Dataset entries
○ ○ ○ ○
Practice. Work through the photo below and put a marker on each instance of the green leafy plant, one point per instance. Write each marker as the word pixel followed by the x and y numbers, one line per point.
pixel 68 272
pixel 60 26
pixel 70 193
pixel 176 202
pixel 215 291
○ ○ ○ ○
§ The problem:
Would you please write out all the entries exactly?

§ Task result:
Practice. Work through the photo below and put a marker on each instance of the green leafy plant, one point per instance. Write each marker as the word pixel followed by the x and y numbers, one line per point.
pixel 68 272
pixel 60 26
pixel 70 193
pixel 176 202
pixel 215 291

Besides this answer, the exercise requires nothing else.